WRITTEN PROBLEM>
Change "venue" to "hall" in the part of the article on writing about music and playing in a band that opens with the words containing "Soundchecks Are Bullshit" and closes with "ten minutes, tops.", and give that part again.
─── EXTRACT TO READ
When Theodore Roosevelt unburdened himself of that oration that is forever being quoted by pompous, self-pleased blowhards – you know the one, about how it is not the critic who counts, the credit belongs to the man who is actually in the arena, spending himself in a worthy cause, etc – he wasn’t thinking about the relationship between rock journalists and rock musicians (like, self-evidently – he gave the speech in 1910.) But the United States’ 26th president had unwittingly presaged the annoyingly persistent wisdom that rock journalists are nought but frustrated musicians.
This is not only untrue, it’s also a false opposition, as if any and all music is inherently superior to any and all writing about music: it seems obvious enough that the best writing about music is of considerably greater value than the worst music. But for those of us who have attempted to both write about music and make it ourselves, it’s worth at least considering if the one teaches you much about the other, and vice versa.
I’ve written about music for ages, for a variety of publications. For a little less than the last decade, I have also played sporadically in a country-ish band called The Blazing Zoos. Our complete foundation myth may be gleaned from the most recent reissue of my still-available book, Rock & Hard Places, and a rollicking read it is, as well, including exotic locations (Nashville, Libya, Cameroon, Albania), an unlikely cast, and an honest-to-goodness car chase.
But the eve of the release of our second album, Chocks Away, seemed a good time to consider what I’ve learned about being a guy in a band which may be/might have been of use to a guy who writes about bands.
Soundchecks Are Bullshit
There really are few joys to compare with a suspicion confirmed. I refuse to even start calculating the cumulative hours I’ve logged, as a touring rock journalist, idling up the back of some empty, echoing venue in the drab pre-gig hours, as some or other drummer hits their floor tom three million times to confirm that it sounds like a fucking floor tom, or a guitarist fidgets interminably with his pedals to make adjustments to his sound which would not be noticed by any passing bat. Here’s how to soundcheck. Step one: plug everything in. Step two: confirm that it all works. Step three: take a couple of whacks at that intro you all keep ballsing up. Total: ten minutes, tops.
──────
─── SUPPLIED ENTRIES
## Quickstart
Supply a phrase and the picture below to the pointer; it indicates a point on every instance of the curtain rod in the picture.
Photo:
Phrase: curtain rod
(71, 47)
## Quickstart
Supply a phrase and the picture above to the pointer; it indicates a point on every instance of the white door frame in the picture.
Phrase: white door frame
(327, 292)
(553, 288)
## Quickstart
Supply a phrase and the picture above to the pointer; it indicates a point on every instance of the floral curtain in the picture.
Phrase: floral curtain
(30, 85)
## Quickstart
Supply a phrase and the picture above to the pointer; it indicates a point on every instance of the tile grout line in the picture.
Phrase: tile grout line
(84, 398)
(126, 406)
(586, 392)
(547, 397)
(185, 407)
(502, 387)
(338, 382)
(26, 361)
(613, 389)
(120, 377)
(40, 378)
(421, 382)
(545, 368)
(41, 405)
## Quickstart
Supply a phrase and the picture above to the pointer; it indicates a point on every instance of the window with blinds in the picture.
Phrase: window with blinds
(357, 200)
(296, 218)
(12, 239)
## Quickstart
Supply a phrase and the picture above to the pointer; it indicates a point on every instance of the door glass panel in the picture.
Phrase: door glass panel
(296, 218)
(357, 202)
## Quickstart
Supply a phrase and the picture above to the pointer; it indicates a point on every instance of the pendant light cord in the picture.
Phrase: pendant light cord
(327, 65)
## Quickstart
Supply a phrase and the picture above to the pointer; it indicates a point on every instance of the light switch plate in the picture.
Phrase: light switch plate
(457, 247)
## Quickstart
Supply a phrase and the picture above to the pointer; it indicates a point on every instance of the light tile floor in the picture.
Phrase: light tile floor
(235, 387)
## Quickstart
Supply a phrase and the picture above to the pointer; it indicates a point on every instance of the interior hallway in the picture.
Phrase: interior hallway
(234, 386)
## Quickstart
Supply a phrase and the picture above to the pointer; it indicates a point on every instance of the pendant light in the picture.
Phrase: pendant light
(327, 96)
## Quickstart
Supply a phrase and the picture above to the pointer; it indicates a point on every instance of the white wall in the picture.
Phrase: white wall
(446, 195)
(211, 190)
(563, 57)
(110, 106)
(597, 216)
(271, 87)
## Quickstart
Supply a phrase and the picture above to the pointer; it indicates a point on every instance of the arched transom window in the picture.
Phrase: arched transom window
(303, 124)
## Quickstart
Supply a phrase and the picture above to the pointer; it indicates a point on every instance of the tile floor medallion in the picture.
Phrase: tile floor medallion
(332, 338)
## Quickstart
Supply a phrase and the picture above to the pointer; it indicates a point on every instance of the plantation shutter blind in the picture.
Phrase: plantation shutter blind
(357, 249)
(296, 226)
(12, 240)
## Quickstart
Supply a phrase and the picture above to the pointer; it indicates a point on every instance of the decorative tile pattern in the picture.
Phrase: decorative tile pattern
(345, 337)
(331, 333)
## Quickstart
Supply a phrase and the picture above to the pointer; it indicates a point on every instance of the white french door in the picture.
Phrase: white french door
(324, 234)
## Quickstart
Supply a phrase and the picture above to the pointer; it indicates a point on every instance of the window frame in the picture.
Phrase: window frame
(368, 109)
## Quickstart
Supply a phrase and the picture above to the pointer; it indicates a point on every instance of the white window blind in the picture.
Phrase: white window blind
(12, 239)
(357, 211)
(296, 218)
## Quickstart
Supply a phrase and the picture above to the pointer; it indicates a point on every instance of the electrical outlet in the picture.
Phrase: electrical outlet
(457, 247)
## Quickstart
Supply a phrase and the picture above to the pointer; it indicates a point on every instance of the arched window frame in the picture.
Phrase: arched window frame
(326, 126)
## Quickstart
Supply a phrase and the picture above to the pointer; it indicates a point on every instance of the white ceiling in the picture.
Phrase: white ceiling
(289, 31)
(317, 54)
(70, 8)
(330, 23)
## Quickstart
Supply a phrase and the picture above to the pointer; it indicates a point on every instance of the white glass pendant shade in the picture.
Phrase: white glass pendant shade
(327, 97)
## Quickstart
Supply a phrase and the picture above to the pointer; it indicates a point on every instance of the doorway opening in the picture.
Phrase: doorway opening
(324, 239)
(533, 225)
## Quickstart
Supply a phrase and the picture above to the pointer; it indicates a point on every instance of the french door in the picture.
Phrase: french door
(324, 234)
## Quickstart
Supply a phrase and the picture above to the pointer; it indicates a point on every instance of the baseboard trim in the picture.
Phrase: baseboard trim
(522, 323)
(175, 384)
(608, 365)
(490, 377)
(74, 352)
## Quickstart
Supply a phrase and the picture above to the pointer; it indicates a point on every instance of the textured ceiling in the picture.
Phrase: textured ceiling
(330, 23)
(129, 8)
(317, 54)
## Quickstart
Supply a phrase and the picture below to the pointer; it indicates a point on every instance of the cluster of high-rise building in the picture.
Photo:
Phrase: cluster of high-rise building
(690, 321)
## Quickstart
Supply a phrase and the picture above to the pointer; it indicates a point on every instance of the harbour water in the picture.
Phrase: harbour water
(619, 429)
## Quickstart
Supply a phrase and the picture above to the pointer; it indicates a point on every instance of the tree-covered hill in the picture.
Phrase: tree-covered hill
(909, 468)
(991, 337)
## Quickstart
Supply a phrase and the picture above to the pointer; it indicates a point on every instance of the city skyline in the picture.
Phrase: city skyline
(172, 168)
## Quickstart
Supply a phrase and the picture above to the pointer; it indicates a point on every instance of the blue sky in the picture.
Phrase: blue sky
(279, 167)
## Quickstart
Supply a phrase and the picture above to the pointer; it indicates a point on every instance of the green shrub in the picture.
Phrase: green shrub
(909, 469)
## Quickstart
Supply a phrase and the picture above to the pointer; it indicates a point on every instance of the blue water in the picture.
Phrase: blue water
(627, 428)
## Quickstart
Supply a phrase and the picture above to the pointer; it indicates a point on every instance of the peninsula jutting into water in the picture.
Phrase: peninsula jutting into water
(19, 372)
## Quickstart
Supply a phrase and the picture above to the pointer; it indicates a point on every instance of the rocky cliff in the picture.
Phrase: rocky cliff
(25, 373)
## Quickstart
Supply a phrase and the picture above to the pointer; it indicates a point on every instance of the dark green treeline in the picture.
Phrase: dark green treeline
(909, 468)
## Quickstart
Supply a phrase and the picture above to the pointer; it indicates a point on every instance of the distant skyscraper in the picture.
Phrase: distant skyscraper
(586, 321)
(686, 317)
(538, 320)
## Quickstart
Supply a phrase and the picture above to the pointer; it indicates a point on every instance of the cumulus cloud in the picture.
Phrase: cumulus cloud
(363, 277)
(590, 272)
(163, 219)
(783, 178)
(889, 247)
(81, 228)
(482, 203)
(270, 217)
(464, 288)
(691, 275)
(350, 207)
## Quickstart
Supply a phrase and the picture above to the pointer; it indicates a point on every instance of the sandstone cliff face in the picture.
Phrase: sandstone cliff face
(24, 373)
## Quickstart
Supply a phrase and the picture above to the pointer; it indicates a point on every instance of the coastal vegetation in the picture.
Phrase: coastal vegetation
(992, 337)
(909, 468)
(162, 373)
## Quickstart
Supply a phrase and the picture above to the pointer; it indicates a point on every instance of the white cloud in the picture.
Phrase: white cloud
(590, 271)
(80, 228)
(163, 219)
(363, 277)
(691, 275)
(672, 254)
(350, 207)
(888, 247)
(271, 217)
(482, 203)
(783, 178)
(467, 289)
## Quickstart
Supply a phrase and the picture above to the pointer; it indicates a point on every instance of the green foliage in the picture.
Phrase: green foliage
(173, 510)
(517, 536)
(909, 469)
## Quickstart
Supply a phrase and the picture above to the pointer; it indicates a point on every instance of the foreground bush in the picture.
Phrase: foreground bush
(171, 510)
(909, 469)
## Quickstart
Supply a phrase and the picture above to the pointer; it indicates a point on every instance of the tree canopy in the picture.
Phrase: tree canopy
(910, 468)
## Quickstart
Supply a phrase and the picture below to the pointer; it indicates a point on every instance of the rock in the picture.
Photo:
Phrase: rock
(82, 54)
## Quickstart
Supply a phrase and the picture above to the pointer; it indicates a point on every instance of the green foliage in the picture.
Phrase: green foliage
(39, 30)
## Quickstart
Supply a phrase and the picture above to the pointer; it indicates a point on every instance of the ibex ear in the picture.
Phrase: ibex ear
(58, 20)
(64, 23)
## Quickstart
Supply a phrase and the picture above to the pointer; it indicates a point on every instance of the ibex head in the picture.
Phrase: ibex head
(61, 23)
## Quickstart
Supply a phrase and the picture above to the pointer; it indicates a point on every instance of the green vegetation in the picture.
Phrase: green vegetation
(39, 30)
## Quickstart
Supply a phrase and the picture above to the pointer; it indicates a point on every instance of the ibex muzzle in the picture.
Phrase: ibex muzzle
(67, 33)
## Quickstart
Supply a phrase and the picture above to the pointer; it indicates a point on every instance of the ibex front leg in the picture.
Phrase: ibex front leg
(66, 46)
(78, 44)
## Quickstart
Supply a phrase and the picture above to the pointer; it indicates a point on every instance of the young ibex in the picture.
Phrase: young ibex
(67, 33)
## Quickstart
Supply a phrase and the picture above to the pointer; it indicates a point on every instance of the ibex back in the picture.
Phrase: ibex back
──────
RESULT OF THE TASK>
Soundchecks Are Bullshit
There really are few joys to compare with a suspicion confirmed. I refuse to even start calculating the cumulative hours I’ve logged, as a touring rock journalist, idling up the back of some empty, echoing hall in the drab pre-gig hours, as some or other drummer hits their floor tom three million times to confirm that it sounds like a fucking floor tom, or a guitarist fidgets interminably with his pedals to make adjustments to his sound which would not be noticed by any passing bat. Here’s how to soundcheck. Step one: plug everything in. Step two: confirm that it all works. Step three: take a couple of whacks at that intro you all keep ballsing up. Total: ten minutes, tops.